PROBLEM TO WORK ON.
Write out the lines of the records from the one containing "Target: rocky cliff" to the very last, keeping each exactly as it is.

Saved entries
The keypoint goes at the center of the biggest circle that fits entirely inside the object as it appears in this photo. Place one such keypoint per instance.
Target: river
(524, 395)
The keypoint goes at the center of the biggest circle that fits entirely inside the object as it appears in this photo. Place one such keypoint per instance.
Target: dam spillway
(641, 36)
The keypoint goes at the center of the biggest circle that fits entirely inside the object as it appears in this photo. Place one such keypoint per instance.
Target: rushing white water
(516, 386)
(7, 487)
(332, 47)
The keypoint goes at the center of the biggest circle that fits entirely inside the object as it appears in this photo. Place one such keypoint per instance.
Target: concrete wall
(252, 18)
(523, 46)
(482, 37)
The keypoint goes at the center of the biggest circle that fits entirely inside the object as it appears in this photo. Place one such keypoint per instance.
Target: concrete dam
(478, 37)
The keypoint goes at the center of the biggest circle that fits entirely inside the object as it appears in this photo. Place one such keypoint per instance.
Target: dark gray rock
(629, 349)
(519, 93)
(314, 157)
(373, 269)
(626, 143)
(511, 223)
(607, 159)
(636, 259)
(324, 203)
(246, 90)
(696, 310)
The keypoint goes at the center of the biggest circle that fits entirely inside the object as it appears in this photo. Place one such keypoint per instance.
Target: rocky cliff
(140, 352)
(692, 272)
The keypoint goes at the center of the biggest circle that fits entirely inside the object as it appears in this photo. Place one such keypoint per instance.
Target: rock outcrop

ANSWER FOR THIS EXERCISE.
Target: rocky cliff
(140, 352)
(692, 272)
The keypoint goes at the center of the biggest circle that fits entirely inside the object as it appears in this photo. Place one such keypoint per instance.
Target: rock outcrop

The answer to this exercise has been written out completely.